▶ _TO DO_
Please report each line of the data below that contains "face".

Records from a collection
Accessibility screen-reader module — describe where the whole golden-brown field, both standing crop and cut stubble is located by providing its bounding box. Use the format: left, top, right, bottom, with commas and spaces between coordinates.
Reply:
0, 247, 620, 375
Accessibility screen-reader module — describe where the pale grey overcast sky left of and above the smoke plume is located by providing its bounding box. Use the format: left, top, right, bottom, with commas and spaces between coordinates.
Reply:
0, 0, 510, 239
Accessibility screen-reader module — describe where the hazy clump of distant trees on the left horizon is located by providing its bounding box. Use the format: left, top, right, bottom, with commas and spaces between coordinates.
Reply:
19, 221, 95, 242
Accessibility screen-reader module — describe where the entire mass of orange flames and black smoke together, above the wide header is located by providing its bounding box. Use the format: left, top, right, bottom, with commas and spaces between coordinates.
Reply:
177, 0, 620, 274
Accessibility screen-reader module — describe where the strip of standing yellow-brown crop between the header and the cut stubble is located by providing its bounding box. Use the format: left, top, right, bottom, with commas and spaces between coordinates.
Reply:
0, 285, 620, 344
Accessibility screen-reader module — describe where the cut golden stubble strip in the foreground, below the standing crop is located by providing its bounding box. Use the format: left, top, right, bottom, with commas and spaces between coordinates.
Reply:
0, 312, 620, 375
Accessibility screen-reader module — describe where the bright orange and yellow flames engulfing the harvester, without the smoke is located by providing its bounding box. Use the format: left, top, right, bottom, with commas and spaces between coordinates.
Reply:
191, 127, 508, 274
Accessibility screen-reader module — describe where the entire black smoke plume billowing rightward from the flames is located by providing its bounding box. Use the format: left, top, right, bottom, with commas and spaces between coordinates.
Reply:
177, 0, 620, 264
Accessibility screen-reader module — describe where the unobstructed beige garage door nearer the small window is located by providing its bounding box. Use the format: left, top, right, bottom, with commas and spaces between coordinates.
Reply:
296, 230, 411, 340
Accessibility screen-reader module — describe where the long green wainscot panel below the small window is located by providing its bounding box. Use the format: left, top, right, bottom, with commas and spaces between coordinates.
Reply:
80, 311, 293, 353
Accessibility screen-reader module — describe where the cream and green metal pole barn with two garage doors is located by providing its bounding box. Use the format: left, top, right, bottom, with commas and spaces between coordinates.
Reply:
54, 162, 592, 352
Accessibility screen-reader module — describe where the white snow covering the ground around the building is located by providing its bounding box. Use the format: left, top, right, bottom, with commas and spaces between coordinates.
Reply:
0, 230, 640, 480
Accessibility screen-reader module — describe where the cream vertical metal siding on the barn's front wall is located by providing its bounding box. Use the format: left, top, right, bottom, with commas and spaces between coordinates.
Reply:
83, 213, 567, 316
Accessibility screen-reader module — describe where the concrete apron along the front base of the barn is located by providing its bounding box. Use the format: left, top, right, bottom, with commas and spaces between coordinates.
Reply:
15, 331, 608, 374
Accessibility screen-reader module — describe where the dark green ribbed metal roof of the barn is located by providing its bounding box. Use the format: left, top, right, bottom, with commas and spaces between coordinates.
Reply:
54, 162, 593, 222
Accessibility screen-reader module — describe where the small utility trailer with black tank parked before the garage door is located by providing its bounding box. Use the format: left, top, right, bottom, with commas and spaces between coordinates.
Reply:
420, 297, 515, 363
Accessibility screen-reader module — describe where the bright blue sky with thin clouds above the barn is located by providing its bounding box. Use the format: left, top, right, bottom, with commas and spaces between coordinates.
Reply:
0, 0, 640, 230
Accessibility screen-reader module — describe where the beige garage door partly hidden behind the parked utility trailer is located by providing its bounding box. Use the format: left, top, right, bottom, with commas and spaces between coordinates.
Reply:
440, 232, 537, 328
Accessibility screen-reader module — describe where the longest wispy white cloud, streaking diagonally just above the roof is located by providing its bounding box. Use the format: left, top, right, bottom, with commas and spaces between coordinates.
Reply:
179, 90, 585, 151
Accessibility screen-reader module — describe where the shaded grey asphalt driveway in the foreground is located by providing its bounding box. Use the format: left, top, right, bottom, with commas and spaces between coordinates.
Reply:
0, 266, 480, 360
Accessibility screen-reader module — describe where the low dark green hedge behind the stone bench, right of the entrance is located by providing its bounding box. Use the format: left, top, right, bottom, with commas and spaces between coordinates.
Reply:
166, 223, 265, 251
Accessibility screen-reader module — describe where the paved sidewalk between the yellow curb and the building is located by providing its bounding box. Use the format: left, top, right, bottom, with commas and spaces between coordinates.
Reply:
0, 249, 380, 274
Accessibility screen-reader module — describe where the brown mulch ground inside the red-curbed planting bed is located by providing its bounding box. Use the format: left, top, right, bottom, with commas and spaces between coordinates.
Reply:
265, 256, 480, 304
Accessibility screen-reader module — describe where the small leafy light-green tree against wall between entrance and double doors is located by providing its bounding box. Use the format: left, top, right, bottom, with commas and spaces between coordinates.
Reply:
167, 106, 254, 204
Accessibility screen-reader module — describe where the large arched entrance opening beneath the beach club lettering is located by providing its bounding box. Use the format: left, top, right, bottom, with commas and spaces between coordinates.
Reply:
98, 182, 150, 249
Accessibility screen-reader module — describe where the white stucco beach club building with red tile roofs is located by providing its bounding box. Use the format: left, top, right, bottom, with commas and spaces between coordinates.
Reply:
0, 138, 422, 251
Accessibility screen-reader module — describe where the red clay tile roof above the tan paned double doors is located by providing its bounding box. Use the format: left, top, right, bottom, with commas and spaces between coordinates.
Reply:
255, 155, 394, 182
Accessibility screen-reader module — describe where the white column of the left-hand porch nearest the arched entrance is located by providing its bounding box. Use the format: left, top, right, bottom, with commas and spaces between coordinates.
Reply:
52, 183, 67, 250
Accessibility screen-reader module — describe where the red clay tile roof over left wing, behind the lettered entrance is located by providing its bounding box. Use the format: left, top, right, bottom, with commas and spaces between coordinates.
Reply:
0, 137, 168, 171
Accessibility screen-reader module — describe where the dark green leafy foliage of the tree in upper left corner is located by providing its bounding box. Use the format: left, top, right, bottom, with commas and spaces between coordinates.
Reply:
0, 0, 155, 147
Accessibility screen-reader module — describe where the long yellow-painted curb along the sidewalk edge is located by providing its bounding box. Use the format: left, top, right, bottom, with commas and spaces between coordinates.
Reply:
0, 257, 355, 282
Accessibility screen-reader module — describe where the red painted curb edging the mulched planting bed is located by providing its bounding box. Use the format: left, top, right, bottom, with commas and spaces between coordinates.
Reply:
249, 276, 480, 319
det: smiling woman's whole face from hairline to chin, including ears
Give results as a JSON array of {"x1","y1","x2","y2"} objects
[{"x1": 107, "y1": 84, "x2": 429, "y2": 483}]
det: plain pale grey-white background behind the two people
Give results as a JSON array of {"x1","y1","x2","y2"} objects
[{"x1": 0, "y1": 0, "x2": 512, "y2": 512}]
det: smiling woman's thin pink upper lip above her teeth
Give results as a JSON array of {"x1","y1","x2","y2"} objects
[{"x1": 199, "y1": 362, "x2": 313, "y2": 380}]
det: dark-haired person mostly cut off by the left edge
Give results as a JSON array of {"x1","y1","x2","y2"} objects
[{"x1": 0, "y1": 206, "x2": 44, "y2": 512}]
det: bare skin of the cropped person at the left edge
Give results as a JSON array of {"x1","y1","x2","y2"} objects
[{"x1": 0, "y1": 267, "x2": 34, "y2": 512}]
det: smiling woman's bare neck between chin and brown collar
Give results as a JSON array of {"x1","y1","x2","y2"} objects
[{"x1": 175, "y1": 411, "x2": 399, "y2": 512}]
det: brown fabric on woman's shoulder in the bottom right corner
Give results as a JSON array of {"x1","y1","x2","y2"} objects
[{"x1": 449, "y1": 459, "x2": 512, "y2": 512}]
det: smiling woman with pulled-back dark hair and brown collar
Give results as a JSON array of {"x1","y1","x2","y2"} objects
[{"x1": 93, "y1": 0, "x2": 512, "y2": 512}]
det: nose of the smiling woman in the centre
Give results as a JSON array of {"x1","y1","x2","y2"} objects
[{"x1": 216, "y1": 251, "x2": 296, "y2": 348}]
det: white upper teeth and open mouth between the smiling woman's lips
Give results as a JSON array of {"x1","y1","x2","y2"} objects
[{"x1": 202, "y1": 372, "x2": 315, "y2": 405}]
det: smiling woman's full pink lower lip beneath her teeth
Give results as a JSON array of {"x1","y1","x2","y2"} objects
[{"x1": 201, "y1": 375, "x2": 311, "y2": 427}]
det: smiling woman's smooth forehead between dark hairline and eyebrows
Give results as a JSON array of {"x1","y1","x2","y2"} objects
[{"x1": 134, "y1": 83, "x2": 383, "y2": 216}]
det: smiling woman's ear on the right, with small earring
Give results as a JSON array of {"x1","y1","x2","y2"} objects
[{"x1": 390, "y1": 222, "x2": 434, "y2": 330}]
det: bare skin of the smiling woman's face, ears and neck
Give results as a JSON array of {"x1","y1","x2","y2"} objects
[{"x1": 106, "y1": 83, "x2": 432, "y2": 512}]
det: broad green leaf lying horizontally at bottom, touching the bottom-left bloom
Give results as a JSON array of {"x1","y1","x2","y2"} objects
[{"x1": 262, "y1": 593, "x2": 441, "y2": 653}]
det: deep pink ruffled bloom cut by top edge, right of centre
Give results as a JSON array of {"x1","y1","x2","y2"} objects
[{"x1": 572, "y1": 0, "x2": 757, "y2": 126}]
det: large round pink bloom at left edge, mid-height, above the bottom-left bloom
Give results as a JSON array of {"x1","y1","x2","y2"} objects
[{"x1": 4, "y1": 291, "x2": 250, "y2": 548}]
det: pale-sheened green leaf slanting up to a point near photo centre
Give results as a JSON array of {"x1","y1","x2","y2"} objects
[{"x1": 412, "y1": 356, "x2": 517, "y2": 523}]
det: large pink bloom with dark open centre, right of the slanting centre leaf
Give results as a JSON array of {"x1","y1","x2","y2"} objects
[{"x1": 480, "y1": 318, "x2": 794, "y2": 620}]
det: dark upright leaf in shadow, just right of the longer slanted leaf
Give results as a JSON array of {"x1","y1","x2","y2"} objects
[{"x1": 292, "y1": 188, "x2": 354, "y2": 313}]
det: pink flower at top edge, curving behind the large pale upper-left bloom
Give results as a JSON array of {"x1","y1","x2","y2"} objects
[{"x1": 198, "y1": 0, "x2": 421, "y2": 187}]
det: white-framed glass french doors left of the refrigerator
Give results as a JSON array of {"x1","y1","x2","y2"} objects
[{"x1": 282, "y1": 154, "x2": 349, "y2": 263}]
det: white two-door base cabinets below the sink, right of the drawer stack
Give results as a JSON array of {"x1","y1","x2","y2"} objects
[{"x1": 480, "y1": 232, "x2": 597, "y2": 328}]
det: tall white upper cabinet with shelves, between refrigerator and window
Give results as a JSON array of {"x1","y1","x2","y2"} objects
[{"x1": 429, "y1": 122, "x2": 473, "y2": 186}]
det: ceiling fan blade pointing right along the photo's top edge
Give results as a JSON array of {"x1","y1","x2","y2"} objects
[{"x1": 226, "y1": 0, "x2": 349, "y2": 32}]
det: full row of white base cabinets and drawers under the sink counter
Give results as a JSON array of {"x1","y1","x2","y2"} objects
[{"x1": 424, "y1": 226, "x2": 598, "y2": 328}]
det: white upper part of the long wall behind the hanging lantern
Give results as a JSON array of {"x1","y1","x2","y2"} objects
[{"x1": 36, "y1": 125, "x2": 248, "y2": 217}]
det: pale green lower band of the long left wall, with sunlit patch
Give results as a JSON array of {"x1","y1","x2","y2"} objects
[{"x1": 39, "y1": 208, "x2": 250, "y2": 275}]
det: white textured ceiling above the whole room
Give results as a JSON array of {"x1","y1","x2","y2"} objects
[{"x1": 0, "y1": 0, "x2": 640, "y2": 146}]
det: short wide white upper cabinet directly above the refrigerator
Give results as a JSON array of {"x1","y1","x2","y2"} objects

▶ _SOLUTION FOR THIS TASK_
det: smiling woman's whole face from hairline to chin, including ears
det: bare skin of the smiling woman's face, ears and neck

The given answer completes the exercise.